TEXTO CITADO>

╭──

A Vida dos Livros

A VIDA DOS LIVROS

Quando a personagem Tintim chega aos oitenta anos de vida, cumpre referir uma obra fundamental para o conhecimento do fenómeno. Falamos de “Hergé, Filho de Tintim” de Benoît Peeters (tradução de Paula Santana Leite; Verbo, 2007), livro publicado para assinalar o centenário do nascimento de Georges Remi. No ponto de partida desta biografia exaustiva, centrada na personalidade complexa do criador do herói de “Estrela Misteriosa” está a afirmação singularíssima de Hergé: “Tintim era eu, com tudo o que em mim existe de necessidade de heroísmo, de coragem, de sinceridade, de malícia e de desembaraço. Era eu, e garanto que nem perdia tempo a perguntar a mim mesmo se agradava ou não aos miúdos. E os temas que escolhia eram temas que me apaixonavam, sobre os quais havia algo a dizer, sobre os quais eu tinha algo a dizer”… E assim, na aparente simplicidade, Tintim é um caso especial.

A VIDA DOS LIVROS
de 12 a 18 de Janeiro de 2009 (texto reformulado)


Quando a personagem Tintim chega aos oitenta anos de vida, cumpre referir uma obra fundamental para o conhecimento do fenómeno. Falamos de “Hergé, Filho de Tintim” de Benoît Peeters (tradução de Paula Santana Leite; Verbo, 2007). No ponto de partida desta biografia exaustiva, centrada na personalidade complexa do criador do herói de “Estrela Misteriosa” está a afirmação singularíssima de Hergé: “Tintim era eu, com tudo o que em mim existe de necessidade de heroísmo, de coragem, de sinceridade, de malícia e de desembaraço. Era eu, e garanto que nem perdia tempo a perguntar a mim mesmo se agradava ou não aos miúdos. E os temas que escolhia eram temas que me apaixonavam, sobre os quais havia algo a dizer, sobre os quais eu tinha algo a dizer”… E assim, na aparente simplicidade, Tintim é um caso especial.


 
in “Tintim no Tibete” (Verbo).

╰──

Resume em duas frases o texto sobre Tintim. As entradas que se seguem provêm de outra fonte.

ENTRADAS DE DADOS>
╭──

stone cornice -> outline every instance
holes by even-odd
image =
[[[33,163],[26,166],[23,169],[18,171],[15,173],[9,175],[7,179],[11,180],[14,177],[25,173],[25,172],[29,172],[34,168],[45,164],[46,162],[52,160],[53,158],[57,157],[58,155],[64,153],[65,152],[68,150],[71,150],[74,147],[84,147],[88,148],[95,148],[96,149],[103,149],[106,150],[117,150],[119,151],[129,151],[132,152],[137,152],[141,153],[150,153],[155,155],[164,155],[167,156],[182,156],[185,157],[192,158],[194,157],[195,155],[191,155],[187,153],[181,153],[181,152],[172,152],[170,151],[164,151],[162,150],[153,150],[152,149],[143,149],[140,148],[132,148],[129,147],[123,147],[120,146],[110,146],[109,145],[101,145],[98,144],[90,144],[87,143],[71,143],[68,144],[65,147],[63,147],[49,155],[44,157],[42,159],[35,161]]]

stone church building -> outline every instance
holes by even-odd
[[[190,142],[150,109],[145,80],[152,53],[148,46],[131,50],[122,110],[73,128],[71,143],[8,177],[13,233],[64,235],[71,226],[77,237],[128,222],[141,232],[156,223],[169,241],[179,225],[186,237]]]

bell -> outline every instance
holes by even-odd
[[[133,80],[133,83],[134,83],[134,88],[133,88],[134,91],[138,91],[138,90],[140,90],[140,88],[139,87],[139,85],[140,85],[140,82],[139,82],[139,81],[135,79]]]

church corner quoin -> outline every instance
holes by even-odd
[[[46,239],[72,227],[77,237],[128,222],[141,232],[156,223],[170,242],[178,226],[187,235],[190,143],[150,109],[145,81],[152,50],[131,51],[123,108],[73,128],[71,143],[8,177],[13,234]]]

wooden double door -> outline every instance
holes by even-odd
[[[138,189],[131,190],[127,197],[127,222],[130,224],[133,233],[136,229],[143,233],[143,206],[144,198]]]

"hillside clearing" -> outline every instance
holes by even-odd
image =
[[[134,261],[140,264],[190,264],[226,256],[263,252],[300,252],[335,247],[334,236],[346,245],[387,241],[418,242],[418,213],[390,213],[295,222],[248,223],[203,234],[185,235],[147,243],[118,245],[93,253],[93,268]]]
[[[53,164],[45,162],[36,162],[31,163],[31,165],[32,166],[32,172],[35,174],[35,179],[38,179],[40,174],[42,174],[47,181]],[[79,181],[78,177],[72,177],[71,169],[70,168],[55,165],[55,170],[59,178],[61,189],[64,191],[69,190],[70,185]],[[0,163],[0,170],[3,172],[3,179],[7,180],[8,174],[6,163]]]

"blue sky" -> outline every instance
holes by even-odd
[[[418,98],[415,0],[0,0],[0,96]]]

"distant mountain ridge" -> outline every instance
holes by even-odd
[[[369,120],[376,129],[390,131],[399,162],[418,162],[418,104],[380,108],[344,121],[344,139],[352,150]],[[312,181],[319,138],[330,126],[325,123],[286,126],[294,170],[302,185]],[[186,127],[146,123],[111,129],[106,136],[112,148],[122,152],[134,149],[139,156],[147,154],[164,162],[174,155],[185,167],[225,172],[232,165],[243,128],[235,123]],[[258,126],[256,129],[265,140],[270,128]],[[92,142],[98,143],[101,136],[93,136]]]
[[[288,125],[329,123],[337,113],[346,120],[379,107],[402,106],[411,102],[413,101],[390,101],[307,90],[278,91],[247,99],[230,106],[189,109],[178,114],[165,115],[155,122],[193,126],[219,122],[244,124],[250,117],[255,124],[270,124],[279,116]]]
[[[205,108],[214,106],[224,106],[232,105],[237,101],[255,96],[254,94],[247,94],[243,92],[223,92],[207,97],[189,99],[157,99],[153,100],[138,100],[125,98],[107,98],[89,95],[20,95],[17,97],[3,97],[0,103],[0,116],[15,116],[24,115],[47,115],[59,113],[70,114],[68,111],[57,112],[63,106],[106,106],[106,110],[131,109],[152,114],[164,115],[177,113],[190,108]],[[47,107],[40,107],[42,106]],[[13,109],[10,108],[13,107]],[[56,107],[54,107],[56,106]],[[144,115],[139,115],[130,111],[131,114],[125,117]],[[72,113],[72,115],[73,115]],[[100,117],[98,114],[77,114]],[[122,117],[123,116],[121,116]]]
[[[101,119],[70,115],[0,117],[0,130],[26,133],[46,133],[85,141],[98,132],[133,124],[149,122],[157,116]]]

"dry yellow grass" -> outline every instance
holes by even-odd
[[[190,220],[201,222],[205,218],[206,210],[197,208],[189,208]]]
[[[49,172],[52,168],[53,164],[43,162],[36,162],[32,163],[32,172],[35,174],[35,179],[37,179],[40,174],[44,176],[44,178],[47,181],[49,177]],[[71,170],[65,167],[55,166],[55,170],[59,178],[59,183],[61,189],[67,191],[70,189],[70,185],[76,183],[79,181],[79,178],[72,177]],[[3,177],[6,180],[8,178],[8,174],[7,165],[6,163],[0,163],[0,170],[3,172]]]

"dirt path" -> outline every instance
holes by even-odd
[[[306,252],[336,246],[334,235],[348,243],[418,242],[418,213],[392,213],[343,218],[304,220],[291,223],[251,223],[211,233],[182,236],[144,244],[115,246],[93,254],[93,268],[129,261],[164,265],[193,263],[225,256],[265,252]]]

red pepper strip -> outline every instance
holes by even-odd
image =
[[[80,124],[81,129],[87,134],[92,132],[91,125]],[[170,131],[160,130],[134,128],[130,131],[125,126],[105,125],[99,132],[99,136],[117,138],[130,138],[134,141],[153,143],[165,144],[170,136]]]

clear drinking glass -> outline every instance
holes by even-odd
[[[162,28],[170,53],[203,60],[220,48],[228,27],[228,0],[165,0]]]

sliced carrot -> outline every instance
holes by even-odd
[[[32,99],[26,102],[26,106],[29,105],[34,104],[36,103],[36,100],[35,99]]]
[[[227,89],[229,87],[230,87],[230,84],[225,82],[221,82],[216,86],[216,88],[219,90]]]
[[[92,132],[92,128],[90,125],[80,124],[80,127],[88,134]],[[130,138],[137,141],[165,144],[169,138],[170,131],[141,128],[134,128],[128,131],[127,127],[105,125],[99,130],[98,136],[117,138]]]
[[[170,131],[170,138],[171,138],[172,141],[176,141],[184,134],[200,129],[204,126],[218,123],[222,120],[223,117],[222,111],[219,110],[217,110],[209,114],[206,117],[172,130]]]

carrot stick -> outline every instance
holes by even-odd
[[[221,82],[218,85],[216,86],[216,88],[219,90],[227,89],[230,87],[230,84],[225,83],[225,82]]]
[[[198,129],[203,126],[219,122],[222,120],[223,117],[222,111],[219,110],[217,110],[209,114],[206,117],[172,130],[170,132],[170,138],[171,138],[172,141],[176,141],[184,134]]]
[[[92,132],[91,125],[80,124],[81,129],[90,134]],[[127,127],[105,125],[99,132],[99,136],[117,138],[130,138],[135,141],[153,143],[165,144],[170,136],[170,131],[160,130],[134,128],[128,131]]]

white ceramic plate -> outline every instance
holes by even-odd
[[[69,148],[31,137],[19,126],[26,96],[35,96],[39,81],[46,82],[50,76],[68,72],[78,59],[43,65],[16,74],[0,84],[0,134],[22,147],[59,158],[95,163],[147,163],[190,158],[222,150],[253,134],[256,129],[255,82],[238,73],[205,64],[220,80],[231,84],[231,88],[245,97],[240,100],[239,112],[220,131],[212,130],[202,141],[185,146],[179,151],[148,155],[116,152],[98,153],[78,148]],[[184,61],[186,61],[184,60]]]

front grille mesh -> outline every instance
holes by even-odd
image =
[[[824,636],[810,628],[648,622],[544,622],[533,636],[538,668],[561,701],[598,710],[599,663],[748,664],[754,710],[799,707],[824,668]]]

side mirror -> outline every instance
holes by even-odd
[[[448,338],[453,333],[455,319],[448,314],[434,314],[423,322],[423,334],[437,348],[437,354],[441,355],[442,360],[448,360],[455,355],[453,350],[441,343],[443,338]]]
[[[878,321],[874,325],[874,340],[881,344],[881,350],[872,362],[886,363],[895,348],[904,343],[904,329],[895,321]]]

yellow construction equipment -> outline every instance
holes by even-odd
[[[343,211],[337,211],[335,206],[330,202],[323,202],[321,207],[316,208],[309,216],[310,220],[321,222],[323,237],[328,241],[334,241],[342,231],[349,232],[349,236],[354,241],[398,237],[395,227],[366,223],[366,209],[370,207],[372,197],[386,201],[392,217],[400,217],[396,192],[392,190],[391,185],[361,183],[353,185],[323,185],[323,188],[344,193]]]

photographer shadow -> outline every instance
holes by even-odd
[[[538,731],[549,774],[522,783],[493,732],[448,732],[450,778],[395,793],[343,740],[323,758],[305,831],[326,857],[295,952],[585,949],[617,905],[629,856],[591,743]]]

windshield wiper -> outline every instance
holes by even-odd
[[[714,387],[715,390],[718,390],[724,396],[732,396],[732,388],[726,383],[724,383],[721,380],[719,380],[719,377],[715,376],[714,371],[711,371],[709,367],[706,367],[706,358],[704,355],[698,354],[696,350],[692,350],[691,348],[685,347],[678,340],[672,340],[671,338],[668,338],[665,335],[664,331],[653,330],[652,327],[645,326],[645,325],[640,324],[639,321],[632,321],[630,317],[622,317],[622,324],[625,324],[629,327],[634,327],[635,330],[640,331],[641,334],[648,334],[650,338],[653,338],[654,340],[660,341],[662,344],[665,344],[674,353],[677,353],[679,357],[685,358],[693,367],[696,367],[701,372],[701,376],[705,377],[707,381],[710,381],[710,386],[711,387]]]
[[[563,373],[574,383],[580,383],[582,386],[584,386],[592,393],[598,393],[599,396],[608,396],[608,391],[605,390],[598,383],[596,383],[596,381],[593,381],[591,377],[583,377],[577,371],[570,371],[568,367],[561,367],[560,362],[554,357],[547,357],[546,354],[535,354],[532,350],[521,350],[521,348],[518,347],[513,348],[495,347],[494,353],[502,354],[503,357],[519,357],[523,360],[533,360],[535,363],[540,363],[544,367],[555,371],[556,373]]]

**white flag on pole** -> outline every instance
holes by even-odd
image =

╰──

RESOLUÇÃO>
Nos oitenta anos de Tintim, o texto destaca "Hergé, Filho de Tintim", de Benoît Peeters, uma biografia exaustiva centrada na personalidade complexa de Hergé, publicada para assinalar o centenário do nascimento de Georges Remi. O livro parte da afirmação de Hergé de que Tintim era ele próprio, com a sua necessidade de heroísmo, coragem, sinceridade, malícia e desembaraço, e de que escolhia temas que o apaixonavam sem se perguntar se agradava aos miúdos.